— OBJECTIVE —
Resize the part that opens with the line containing "Target: green lawn" and runs through the end of the records, writing out every line of it again. Multiply each x and y coordinate in the points by 0.9 and round to whole numbers, halves up.

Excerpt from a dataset
▽
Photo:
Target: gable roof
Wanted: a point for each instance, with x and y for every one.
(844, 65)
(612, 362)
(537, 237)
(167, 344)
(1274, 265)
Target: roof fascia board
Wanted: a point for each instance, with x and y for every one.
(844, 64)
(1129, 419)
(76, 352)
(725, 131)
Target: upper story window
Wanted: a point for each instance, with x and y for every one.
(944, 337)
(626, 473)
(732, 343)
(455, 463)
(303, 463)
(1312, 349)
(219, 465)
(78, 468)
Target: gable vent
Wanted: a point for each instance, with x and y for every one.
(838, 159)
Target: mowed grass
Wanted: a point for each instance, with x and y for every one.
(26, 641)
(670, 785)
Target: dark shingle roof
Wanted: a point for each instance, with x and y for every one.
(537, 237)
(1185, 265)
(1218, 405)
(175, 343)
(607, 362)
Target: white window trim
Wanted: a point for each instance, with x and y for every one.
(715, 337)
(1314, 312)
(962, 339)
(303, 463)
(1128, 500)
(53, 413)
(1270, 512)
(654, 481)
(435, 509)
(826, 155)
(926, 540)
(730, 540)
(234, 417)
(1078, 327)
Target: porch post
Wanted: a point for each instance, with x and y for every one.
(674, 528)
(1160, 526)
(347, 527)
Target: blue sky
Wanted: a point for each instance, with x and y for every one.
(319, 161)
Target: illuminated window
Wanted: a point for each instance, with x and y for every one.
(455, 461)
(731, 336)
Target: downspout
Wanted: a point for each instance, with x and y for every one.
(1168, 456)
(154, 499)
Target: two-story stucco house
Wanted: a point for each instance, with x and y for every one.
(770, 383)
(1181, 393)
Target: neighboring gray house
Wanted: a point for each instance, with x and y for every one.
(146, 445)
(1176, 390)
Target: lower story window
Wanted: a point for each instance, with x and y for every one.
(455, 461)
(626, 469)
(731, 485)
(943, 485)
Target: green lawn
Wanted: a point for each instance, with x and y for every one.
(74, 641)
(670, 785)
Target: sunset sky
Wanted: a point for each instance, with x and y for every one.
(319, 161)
△
— TASK SOLUTION —
Target: green lawn
Wanted: a point for each instance, with x and y for every one.
(67, 577)
(603, 707)
Target: sunset sky
Wanted: a point for each instance, with x and y for every one.
(287, 145)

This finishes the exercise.